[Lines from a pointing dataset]
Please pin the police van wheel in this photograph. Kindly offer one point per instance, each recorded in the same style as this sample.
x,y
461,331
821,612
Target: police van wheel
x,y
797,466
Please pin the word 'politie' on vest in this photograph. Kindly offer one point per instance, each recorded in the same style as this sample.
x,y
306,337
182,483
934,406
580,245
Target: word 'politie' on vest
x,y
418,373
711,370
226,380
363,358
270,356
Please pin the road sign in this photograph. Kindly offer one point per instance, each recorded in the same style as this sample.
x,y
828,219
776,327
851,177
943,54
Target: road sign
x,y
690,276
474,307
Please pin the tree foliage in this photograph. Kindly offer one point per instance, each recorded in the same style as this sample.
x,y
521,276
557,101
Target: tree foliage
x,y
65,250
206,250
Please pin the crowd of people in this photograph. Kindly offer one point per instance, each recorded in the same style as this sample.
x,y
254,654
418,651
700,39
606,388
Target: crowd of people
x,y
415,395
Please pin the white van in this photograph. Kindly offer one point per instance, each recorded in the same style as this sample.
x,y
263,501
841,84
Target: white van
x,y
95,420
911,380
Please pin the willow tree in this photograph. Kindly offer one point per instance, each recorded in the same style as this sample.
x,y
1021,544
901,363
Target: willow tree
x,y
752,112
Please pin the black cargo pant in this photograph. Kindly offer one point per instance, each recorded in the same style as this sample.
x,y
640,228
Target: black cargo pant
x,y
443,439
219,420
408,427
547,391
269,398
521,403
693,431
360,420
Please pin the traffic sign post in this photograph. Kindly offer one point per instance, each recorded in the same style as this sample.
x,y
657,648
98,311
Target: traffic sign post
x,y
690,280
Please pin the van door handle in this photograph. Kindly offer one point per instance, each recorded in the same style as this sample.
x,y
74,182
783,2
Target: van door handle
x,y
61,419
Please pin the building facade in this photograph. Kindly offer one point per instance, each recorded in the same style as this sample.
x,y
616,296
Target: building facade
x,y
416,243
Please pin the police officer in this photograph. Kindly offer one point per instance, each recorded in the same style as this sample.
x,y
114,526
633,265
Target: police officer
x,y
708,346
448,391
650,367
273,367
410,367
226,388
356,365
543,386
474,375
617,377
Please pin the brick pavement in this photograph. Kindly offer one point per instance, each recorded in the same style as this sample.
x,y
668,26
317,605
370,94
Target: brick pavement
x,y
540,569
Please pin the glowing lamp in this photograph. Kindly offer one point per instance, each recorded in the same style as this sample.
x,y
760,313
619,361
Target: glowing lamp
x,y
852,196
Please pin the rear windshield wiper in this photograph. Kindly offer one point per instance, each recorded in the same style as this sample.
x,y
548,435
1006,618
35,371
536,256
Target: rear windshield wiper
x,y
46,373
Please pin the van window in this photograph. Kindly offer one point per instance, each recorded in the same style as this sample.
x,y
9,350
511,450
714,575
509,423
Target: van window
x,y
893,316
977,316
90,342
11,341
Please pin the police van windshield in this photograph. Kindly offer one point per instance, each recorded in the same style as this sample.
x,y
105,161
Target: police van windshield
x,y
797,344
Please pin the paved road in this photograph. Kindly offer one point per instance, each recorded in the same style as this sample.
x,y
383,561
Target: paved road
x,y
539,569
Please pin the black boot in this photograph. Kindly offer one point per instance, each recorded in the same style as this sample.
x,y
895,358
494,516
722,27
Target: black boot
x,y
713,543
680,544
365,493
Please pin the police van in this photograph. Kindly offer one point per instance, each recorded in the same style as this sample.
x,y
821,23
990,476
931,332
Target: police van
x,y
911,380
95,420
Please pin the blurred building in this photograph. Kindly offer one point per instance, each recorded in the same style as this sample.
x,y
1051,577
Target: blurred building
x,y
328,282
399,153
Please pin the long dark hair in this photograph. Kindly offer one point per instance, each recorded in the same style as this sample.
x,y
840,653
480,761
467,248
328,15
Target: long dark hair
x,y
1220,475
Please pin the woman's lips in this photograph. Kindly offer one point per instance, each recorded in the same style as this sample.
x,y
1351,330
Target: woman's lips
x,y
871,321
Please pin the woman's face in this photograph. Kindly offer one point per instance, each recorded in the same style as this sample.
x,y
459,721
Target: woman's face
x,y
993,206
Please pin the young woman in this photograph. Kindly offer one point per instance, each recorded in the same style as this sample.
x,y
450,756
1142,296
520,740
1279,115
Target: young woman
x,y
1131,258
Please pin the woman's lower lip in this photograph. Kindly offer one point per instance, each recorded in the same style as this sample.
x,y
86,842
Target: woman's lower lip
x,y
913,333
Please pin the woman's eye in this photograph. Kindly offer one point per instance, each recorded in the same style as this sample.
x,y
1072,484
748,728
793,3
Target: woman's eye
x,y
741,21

### WRITTEN PROBLEM:
Copy every one of the lines above without changing anything.

### WRITTEN RESPONSE:
Please pin the police van wheel in this photograph. Kindly offer one point per instance, each recorded in the same style as this sample.
x,y
461,331
821,612
Target: police van wheel
x,y
797,466
Please pin the word 'politie' on vest in this photograph. Kindly offer one point per instance, each recorded in the same style as this sample.
x,y
306,337
182,483
934,406
580,245
Target: word 'politie' on vest
x,y
418,373
711,370
226,380
363,358
270,356
Please pin the road sign in this photograph. Kindly offer one point per instance, each recorded in the same style as this sample.
x,y
828,219
776,327
851,177
943,54
Target: road sign
x,y
690,276
474,307
Please pin the tree foliage in this photograph. Kindly offer one point per instance, each recorded in the same style as this sample.
x,y
521,276
557,101
Target: tree foliage
x,y
65,250
206,250
Please pin the crowd of people in this photograph. Kindly offer one point per instance, each recorded in the same style as this sample.
x,y
254,654
418,651
700,39
606,388
Target: crowd of people
x,y
415,395
Please pin the white van in this photograph. Kindly offer one point per instance, each recorded in the same style as this sample.
x,y
263,501
841,84
Target: white van
x,y
95,420
911,380
Please pin the willow tree in this photograph. Kindly offer one point per instance, each recorded in the same style as this sample.
x,y
1021,544
901,363
Target: willow tree
x,y
752,112
Please pin the black cargo pant in this photograph. Kindly offer one point per instance, each recorded in the same style as this sample.
x,y
640,228
Target: black cargo pant
x,y
443,439
219,420
408,427
547,391
269,398
521,403
693,431
360,420
Please pin the traffic sign post in this photograph. Kindly offer one point per instance, each recorded in the same style as this sample.
x,y
657,648
98,311
Target: traffic sign post
x,y
690,280
Please pin the van door handle in this photograph. Kindly offer one point per instance, each recorded in the same style as this sample.
x,y
74,182
783,2
Target: van door handle
x,y
61,419
Please pin the building facade in this photograph. Kindly offer one point per instance, each recorded in the same style as this sample.
x,y
616,296
Target: building facade
x,y
416,243
Please pin the police officer in this photograph. Kindly offer one point per instance, each recorded in the same style as this sample.
x,y
114,526
633,265
Target: police officer
x,y
708,346
448,391
650,367
273,367
410,367
226,388
356,365
543,386
474,375
617,377
Please pin the brick pavement in this photograph. Kindly offer one point per instance, each recorded in the same style as this sample.
x,y
668,26
317,605
370,94
Target: brick pavement
x,y
540,569
Please pin the glowing lamp in this photograph. Kindly offer one point per instance, each recorded in the same style as this sample.
x,y
760,313
619,361
Target: glowing lamp
x,y
852,196
Please pin the rear windshield wiper in this photograph. Kindly offer one point per instance, each recorded in the same style as this sample.
x,y
548,435
1006,618
35,371
536,256
Target: rear windshield wiper
x,y
46,373
Please pin the van window in this photograph. Kindly offer one point per instance, each recorded in the same style as this sample.
x,y
9,350
511,450
714,575
509,423
Target: van window
x,y
893,316
977,316
90,342
11,341
Please pin the police van windshield in this photograph. Kindly offer one point per instance, each recorded in the same style as this sample.
x,y
105,161
Target: police van windshield
x,y
797,344
Please pin the paved road in this photograph. Kindly offer one point per instance, each recorded in the same style as this sample.
x,y
383,561
Target: paved road
x,y
539,569
Please pin the black boot in this photograph. Kindly offer one point per instance, each recorded in the same style as this sample.
x,y
895,358
494,516
722,27
Target: black boot
x,y
713,543
680,544
365,493
Please pin the police van in this photograph. Kindly offer one point per instance, each recorded in the same style as this sample.
x,y
821,23
990,476
931,332
Target: police van
x,y
911,380
95,420
Please pin the blurred building in this photograph. Kindly offer one point per instance, each recorded in the same style as this sample.
x,y
1051,577
Target: blurred building
x,y
328,282
399,153
Please pin the long dark hair in this photograph. Kindly offer one point per instance, each recorded in the same style as this sample.
x,y
840,653
480,761
467,248
328,15
Target: long dark hair
x,y
1220,475
Please pin the woman's lips in this photograph. Kindly offer one point per instance, each recorded in the same style as this sample.
x,y
1351,330
Target: woman's lips
x,y
871,321
Please pin the woman's face in this photograph. Kindly offer one point per instance, each recorded in the same style as this sample.
x,y
459,721
Target: woman's face
x,y
993,206
Please pin the young woman in this photograph. Kindly offer one point per instance, each recorded in the same style as this sample.
x,y
450,756
1142,296
520,740
1279,115
Target: young woman
x,y
1131,258
Please pin the woman's lower lip in this photograph. Kindly offer one point per instance, each recorded in the same style as this sample.
x,y
86,842
Target: woman's lower lip
x,y
913,333
Please pin the woman's eye in this photograph. Kindly offer one point per instance, each recorded in the same style as this sample.
x,y
1072,484
748,728
793,3
Target: woman's eye
x,y
741,21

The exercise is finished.